#### Exercise
Write out the part of the essay about life in Japan that runs from "I know I go" up to and including "the delicious food!).", word for word.

#### Document
________________
I’m not saying any of this is bad, most of the time I think it’s super cute! I enjoy talking to people, my family came from the South after all. But there comes a day in any person’s life when they just want to go buy toilet paper in their sweatpants and not be an object of speculation. And living here, that day will never come.
6. HOW MUCH I’D LOVE IT
You ever had those days when nothing much happens but just because of who you are, where you are, and the people in your life you stop and say “Wow. My life rocks!”?
I’ve had more of those days in the last two years than I ever thought possible. It’s been a combination of coming to accept and enjoy who I am as a person, meeting people I have more in common with (in a big picture, how-I-want-to-live-my-life kind of way) than just about anyone, and looking around marveling to myself that no, I wasn’t dreaming. I’m actually in Japan!
I know I go on and on about how much I love Japan and how amazing everything is and how much I’m going to miss it. But I think one reason I love it so much is because it’s the place where I faced constant challenges and obstacles by myself and still was able to conquer them (but let us never forget the delicious food!).
________________
#### Stored records
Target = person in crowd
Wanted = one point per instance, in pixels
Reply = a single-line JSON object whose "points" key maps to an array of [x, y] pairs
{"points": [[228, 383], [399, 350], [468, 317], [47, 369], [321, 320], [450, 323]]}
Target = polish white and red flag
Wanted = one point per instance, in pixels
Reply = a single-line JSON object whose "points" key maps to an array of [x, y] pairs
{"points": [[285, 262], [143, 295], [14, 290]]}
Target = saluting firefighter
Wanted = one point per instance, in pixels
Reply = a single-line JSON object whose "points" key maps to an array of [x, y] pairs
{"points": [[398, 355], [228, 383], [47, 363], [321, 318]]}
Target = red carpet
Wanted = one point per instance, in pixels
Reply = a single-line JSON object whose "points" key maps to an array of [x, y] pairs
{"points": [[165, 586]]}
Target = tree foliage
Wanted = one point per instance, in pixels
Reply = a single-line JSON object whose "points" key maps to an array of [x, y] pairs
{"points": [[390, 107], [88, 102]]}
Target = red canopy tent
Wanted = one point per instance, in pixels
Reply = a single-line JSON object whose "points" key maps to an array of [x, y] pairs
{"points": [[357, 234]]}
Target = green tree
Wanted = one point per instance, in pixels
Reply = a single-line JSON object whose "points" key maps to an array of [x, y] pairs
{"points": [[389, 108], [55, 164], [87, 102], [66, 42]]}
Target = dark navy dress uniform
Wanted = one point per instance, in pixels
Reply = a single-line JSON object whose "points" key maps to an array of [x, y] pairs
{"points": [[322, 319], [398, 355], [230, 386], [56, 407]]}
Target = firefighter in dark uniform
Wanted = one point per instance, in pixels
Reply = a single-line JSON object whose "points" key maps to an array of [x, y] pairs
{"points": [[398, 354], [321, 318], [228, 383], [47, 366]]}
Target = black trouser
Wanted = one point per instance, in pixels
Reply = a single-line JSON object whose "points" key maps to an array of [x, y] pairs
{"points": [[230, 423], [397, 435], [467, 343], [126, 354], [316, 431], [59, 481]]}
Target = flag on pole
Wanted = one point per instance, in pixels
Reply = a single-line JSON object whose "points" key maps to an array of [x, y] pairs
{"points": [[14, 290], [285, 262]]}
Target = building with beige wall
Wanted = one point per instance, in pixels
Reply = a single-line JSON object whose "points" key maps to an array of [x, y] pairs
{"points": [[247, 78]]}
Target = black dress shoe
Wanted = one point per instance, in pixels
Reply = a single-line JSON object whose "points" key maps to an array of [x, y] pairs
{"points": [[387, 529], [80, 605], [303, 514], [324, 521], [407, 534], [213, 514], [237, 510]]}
________________
#### Solution
I know I go on and on about how much I love Japan and how amazing everything is and how much I’m going to miss it. But I think one reason I love it so much is because it’s the place where I faced constant challenges and obstacles by myself and still was able to conquer them (but let us never forget the delicious food!).